** Begin INPUT RECORDS **
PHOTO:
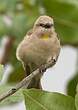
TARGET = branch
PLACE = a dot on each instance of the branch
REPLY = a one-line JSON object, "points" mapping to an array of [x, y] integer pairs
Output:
{"points": [[25, 82]]}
** End INPUT RECORDS **
DIRECTION: Rewrite all lines of the entries above, including the requests, with each point coordinate in the answers scaled by 0.9 and rounded to the nearest whole number, halves rounding up. Leave out the pictures.

REPLY:
PHOTO:
TARGET = branch
PLACE = a dot on each instance of the branch
REPLY = a one-line JSON object, "points" mapping to an array of [x, y] integer pairs
Output:
{"points": [[23, 74]]}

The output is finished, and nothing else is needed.